Make an exact copy of the lines, leaving the pictures out.

Labeled area outline items:
>>>
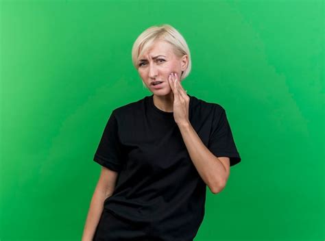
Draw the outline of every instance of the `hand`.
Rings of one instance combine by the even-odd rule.
[[[188,124],[189,97],[180,84],[176,73],[171,73],[168,81],[173,93],[173,118],[178,125]]]

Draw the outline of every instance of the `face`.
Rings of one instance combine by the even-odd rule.
[[[182,71],[185,70],[187,55],[178,58],[171,45],[165,41],[158,41],[151,48],[139,56],[139,73],[149,90],[157,95],[166,95],[171,92],[169,76],[176,73],[180,80]],[[162,84],[154,86],[153,81],[160,81]]]

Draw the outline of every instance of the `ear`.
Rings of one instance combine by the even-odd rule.
[[[182,57],[182,71],[184,72],[186,68],[187,64],[189,63],[189,55],[186,54],[184,55]]]

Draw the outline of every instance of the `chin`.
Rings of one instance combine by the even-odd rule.
[[[165,89],[165,90],[153,90],[152,92],[152,94],[154,94],[156,96],[158,96],[158,97],[162,97],[162,96],[165,96],[165,95],[169,95],[171,94],[171,90],[170,88],[169,89]]]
<<<
- **RESULT OF THE EXERCISE**:
Draw the outline of every instance of the `hand`.
Rings of one instance combine by the even-odd rule.
[[[188,124],[189,97],[180,84],[176,73],[171,73],[168,81],[173,93],[173,118],[178,125]]]

Draw the outline of every instance of the `face`.
Rings of one instance combine by the even-odd rule.
[[[182,71],[185,70],[187,55],[178,58],[171,45],[165,41],[158,41],[151,48],[139,56],[139,73],[149,90],[157,95],[166,95],[171,92],[169,76],[176,73],[180,80]],[[162,84],[154,86],[153,81],[160,81]]]

Draw the outline of every instance of the `ear`.
Rings of one instance combine by the even-odd rule.
[[[182,57],[182,71],[184,72],[186,68],[187,64],[189,63],[189,55],[186,54],[184,55]]]

Draw the outline of every instance of the `chin`.
Rings of one instance combine by the even-odd rule.
[[[165,89],[165,90],[153,90],[152,92],[152,94],[154,94],[156,96],[158,96],[158,97],[162,97],[162,96],[165,96],[165,95],[169,95],[171,94],[171,90],[170,88],[169,89]]]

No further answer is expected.